» What you will do
Answer these questions from the text on element occurrence:
1. How many times does an element in a sequence container appear by default?
2. What is returned when maxOccurs larger than 1 is specified for a block?
3. What default value do minOccurs and maxOccurs each have?

This data-structure is used without validation, so you are fully on your own with this one.

Processing

A second factor which determines the data-structure is the element occurrence. Usually, elements have to appear once and exactly once on a certain location in the XML data structure. This order is automatically produced by this module. But elements may appear multiple times.

usual case

The default behavior for an element (in a sequence container) is to appear exactly once. When missing, this is an error.

maxOccurs larger than 1

In this case, the element or particle block can appear multiple times. Multiple values are kept in an ARRAY within the HASH. Non-schema based XML modules do not return a single value as an ARRAY, which makes that code more complicated. But in our case, we know the expected amount beforehand.

When the maxOccurs larger than 1 is specified for an element, an ARRAY of those elements is produced. When it is specified for a block (sequence, choice, all, group), then an ARRAY of HASHes is returned. See the special section about this subject.

An error is produced when the number of elements found is less than minOccurs (defaults to 1) or more than maxOccurs (defaults to 1), unless compile(check_occurs) is false.

» Dataset content

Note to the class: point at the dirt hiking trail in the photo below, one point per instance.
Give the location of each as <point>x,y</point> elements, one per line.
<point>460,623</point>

» Exercise solution
1. Exactly once.
2. An ARRAY of HASHes.
3. 1.